### PROBLEM REQUIREMENTS
Starting at the line containing "[tag] tree shadow" and continuing through the end of the listing, write those lines out again with "firewood" swapped for "kindling" and nothing else altered.

### INFORMATION SUPPLIED

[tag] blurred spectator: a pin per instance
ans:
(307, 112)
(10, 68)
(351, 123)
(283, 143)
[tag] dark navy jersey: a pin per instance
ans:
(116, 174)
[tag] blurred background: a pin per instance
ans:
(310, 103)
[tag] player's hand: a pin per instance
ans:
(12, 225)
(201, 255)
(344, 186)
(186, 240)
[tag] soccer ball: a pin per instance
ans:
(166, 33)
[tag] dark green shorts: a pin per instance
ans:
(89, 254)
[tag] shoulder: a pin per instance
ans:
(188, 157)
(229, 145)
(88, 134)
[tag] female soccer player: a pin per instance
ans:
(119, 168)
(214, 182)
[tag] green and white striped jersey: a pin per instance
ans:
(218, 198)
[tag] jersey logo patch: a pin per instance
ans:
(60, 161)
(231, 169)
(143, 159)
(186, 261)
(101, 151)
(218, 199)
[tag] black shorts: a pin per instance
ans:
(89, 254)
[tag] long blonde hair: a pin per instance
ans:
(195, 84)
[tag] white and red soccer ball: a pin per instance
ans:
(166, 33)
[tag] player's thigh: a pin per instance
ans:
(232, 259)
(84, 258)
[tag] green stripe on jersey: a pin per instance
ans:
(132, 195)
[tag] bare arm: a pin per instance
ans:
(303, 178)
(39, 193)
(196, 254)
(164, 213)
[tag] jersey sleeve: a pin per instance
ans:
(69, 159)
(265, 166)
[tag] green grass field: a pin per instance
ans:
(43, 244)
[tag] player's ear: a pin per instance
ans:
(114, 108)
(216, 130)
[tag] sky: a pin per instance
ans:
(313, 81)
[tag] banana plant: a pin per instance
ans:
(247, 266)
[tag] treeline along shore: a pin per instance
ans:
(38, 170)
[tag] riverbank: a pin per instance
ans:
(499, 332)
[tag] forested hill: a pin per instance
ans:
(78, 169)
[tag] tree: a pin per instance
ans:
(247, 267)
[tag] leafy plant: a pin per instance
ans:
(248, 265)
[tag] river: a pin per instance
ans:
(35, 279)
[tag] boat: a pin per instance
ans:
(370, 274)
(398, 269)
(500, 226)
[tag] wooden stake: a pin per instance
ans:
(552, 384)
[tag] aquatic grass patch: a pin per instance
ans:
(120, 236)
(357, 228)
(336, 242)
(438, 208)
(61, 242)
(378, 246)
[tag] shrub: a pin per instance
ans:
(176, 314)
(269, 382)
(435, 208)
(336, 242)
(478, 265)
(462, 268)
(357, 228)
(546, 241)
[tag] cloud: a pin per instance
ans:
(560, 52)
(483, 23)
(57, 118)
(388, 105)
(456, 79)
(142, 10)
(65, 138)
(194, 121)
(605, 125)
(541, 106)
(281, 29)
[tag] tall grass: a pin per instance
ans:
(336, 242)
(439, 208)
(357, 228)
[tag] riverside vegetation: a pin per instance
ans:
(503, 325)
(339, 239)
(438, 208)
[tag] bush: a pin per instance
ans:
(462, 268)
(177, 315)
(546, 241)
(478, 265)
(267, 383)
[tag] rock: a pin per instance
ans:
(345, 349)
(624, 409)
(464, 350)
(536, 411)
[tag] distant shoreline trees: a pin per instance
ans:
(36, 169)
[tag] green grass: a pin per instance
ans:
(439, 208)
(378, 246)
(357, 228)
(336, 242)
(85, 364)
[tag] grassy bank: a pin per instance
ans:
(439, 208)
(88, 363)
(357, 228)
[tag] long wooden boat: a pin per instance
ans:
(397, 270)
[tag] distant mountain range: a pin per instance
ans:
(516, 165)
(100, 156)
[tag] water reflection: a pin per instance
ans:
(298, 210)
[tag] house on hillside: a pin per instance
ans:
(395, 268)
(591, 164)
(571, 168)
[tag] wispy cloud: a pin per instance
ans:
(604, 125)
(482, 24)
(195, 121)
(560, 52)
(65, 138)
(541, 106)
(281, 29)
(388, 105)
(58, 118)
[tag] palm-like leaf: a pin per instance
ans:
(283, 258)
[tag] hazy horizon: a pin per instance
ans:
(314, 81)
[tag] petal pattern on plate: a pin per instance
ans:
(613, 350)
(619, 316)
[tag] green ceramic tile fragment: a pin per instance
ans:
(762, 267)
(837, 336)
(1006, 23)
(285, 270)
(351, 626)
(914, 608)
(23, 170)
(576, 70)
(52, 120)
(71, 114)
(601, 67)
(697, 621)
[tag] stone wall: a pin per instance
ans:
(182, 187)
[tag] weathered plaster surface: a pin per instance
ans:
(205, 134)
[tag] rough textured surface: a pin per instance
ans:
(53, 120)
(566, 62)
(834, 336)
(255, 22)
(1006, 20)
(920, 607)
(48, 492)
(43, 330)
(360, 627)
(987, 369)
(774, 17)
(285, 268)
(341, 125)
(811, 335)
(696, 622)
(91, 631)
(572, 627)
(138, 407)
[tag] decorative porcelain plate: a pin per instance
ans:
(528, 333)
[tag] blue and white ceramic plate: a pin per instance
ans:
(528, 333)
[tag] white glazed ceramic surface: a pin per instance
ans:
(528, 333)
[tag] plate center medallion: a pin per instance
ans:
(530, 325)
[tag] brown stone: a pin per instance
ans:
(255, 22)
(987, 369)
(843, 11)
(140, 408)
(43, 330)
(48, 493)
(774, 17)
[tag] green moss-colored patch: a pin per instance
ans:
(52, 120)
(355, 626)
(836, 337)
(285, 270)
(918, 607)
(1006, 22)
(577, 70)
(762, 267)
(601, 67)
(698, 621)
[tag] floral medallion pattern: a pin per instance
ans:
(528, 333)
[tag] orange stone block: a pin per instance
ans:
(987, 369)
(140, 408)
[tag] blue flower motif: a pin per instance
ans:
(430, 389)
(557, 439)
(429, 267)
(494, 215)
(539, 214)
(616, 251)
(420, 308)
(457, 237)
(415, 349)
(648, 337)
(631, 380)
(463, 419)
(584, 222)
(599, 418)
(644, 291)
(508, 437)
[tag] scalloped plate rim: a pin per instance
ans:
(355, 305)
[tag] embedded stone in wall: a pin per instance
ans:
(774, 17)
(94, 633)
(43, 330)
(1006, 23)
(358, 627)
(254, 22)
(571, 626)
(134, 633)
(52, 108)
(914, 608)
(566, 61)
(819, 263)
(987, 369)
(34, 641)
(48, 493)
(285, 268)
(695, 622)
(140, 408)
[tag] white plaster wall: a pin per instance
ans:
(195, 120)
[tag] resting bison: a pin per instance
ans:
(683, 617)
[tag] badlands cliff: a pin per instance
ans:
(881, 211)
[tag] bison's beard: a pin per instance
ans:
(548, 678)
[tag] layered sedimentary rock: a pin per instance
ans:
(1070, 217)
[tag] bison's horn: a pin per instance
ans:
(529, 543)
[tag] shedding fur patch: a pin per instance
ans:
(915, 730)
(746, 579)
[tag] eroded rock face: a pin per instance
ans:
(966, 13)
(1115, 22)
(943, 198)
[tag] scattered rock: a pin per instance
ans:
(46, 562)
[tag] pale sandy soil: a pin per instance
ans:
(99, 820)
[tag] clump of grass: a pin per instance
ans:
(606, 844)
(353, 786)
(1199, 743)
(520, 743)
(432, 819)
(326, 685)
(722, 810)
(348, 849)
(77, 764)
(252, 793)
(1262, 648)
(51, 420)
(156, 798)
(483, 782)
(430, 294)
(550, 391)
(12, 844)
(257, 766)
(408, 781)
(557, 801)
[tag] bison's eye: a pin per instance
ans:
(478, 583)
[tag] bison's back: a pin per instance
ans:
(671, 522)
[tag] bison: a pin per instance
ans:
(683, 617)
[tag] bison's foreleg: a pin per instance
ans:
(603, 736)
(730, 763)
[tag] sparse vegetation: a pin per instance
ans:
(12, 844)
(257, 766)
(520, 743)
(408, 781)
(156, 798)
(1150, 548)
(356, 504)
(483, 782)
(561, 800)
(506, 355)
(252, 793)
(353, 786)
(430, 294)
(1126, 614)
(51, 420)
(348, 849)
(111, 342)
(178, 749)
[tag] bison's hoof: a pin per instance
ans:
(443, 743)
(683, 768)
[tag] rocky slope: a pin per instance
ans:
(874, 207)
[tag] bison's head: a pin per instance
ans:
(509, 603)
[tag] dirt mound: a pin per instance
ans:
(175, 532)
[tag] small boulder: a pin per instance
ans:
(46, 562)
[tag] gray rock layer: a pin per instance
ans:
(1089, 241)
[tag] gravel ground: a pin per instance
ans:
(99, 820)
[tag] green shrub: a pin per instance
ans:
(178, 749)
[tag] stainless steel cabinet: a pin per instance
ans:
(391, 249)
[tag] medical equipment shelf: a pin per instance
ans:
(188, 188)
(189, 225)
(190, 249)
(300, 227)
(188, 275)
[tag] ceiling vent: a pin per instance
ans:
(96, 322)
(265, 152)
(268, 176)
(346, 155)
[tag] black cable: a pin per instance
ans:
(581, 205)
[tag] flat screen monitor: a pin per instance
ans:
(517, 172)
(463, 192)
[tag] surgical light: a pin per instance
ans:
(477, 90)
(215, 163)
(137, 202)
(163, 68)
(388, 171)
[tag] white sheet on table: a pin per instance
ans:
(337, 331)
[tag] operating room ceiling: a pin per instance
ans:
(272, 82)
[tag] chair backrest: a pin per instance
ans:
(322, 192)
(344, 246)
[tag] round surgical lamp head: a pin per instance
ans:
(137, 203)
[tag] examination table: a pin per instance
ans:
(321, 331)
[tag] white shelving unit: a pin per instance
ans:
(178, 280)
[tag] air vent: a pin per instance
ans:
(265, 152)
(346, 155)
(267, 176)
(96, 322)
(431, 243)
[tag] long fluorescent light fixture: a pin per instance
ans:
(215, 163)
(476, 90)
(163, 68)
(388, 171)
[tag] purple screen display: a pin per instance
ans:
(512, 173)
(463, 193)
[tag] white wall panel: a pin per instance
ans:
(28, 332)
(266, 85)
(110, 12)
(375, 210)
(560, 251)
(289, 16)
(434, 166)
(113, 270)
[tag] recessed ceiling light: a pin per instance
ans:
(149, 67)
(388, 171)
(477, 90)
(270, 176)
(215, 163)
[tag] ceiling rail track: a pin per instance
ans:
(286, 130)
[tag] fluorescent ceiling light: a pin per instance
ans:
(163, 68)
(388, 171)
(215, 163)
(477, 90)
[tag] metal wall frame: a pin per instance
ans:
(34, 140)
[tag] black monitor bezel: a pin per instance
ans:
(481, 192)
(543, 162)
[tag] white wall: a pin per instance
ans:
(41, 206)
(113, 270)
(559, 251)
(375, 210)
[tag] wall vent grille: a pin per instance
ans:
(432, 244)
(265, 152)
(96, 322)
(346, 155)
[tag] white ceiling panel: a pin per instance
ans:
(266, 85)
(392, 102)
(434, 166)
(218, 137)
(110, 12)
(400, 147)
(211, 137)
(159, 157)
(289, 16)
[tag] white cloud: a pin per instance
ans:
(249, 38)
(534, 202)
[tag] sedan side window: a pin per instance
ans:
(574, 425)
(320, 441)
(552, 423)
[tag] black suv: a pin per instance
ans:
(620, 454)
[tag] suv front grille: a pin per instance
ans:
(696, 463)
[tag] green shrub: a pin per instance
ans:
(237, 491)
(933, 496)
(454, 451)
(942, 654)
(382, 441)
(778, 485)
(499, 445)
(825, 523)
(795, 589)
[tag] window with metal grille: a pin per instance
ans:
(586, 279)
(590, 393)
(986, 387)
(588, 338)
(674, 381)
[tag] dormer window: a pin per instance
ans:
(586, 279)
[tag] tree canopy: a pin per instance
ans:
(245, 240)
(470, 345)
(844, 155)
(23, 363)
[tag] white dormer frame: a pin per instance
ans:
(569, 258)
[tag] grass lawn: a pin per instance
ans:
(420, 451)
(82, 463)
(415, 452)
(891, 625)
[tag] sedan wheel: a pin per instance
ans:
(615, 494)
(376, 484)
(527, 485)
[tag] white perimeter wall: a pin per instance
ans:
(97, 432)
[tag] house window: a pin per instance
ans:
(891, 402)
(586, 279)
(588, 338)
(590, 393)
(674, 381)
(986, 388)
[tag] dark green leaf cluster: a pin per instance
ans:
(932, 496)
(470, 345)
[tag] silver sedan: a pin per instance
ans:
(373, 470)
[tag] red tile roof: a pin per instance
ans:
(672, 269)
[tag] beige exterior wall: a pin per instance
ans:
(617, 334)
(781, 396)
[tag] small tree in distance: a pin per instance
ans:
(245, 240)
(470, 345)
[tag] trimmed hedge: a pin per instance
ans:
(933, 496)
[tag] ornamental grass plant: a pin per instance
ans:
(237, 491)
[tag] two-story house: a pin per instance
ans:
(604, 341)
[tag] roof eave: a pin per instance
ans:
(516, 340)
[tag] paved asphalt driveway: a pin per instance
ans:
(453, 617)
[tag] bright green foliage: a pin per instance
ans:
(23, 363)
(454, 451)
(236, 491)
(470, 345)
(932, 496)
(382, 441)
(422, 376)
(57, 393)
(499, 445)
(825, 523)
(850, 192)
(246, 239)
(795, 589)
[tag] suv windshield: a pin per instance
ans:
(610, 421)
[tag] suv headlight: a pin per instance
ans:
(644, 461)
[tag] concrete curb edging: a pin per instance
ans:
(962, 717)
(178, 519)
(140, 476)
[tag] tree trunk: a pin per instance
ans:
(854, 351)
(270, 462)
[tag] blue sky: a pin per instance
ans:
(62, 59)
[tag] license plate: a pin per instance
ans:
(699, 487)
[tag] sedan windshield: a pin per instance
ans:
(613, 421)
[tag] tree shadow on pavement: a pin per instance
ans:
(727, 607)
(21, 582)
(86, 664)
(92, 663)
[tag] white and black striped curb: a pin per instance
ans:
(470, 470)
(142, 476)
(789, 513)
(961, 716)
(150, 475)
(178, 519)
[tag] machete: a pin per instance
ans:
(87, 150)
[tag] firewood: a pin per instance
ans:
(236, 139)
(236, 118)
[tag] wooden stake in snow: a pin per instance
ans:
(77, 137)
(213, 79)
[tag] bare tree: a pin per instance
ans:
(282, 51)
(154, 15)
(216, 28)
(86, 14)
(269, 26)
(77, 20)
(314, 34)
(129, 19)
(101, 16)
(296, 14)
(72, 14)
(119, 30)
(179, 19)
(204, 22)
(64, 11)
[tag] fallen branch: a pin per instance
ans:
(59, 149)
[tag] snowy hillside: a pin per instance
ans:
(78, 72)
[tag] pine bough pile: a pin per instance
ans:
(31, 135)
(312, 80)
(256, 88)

### RESULT OF THE TASK
[tag] tree shadow on pavement: a pin per instance
ans:
(727, 607)
(21, 582)
(86, 664)
(92, 663)
[tag] white and black striped curb: a pin per instance
ans:
(470, 470)
(142, 476)
(789, 513)
(961, 716)
(150, 475)
(178, 519)
[tag] machete: a pin per instance
ans:
(87, 150)
[tag] kindling: a pin per instance
ans:
(236, 139)
(236, 118)
[tag] wooden stake in snow: a pin per instance
ans:
(77, 137)
(213, 79)
[tag] bare tree: a pin per instance
ans:
(282, 51)
(154, 15)
(216, 28)
(86, 14)
(269, 26)
(77, 20)
(314, 34)
(129, 19)
(101, 16)
(296, 14)
(72, 14)
(119, 30)
(179, 19)
(204, 22)
(64, 11)
[tag] fallen branch: a pin per instance
ans:
(59, 149)
[tag] snowy hillside: a pin per instance
ans:
(78, 72)
[tag] pine bough pile: a pin per instance
ans:
(31, 135)
(312, 80)
(256, 88)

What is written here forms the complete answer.